By Andrew Atkinson
Recent heavy seas saw thousands of Blue Velellas, Portuguese Caravels and Pelagias Noctiluca washed up on beaches at La Mata and Los Locos in Torrevieja.
At La Mata thousands of the small ‘sail’ Velellas could be found dead, strewn along large stretches of the shoreline.
The jellyfish are easily recognisable by their colouration and size. Sails pose no danger to humans, in contrast the bite of Pelagia is painful and may require medical or hospital treatment, in severe cases.
David Payne, from Los Montesinos who has a boat in the area told the Leader: “There were quite large numbers out at sea that were dead in the water, and subsequently washed up along the shores.”
A million euros for jellyfish nets in the Mar Menor
Having identified a similar problem, Murcia’s Autonomous Community is erecting jellyfish nets along 43 kilometres of it’s coastline to safeguard the bathing areas at a total of 60 beaches and coves, thereby allowing more security and to enable their enjoyment by visitors. The nets will be installed thanks to an investment that exceeds 1.1 million euros.

■ Entries provided

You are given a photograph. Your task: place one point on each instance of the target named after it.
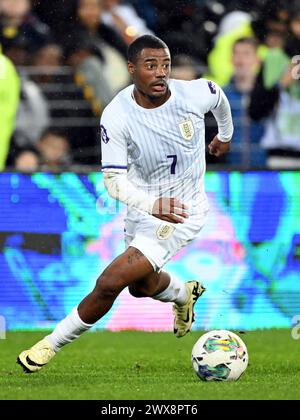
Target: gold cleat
(38, 356)
(184, 315)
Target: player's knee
(140, 291)
(136, 291)
(107, 288)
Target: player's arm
(222, 113)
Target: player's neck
(149, 102)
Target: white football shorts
(158, 240)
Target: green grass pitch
(151, 366)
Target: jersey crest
(187, 129)
(164, 231)
(104, 135)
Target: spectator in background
(9, 102)
(124, 18)
(54, 149)
(247, 134)
(98, 49)
(27, 160)
(70, 102)
(269, 28)
(33, 115)
(276, 99)
(21, 32)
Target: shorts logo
(212, 87)
(187, 129)
(104, 135)
(164, 231)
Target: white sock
(67, 330)
(175, 292)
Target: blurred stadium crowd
(62, 61)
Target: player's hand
(218, 148)
(170, 209)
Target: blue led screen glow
(59, 232)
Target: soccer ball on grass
(220, 355)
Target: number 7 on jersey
(174, 163)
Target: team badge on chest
(187, 129)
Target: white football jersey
(162, 149)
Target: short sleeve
(113, 141)
(211, 95)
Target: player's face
(151, 72)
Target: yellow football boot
(34, 359)
(184, 315)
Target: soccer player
(153, 159)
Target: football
(220, 355)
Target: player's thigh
(159, 241)
(129, 267)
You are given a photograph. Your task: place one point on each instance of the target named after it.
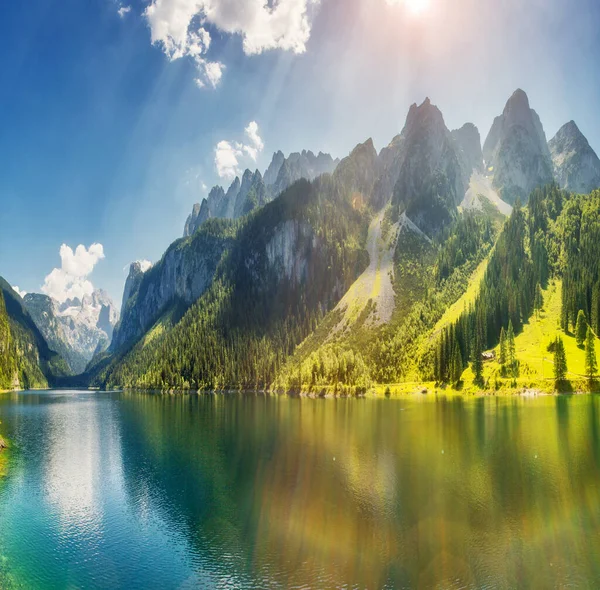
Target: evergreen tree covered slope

■ Task 1
Retype the passage of the jellyfish article starting with "By Andrew Atkinson" and going on through "of the shoreline.".
■ Task 2
Extend the article about jellyfish washing up at Torrevieja, picking up after its last sentence.

■ Exercise response 1
By Andrew Atkinson
Recent heavy seas saw thousands of Blue Velellas, Portuguese Caravels and Pelagias Noctiluca washed up on beaches at La Mata and Los Locos in Torrevieja.
At La Mata thousands of the small ‘sail’ Velellas could be found dead, strewn along large stretches of the shoreline.

■ Exercise response 2
The venture, approved by the Governing Council, also provides for the maintenance of the nets and the installation of buoys and markings between bathing and navigation areas in the Mar Menor during the years 2021 and 2022.
The works consist of preparation, installation, maintenance, removal, cleaning and storage of the jellyfish nets and the marking of the bathing areas across the Mar Menor, also including the organization and coordination of the works, as well as the provision of all necessary material and equipment.
The panels will have a variable height of between 1.5 and 7 meters, leaving the deepest 50 centimetres of the net folded on the ground.
In addition to the non-native species entering the lagoon, after a period of slow population growth, recent reports have showed massive proliferations along much of the coastline, caused by the drop in salinity and the availability of nutrients.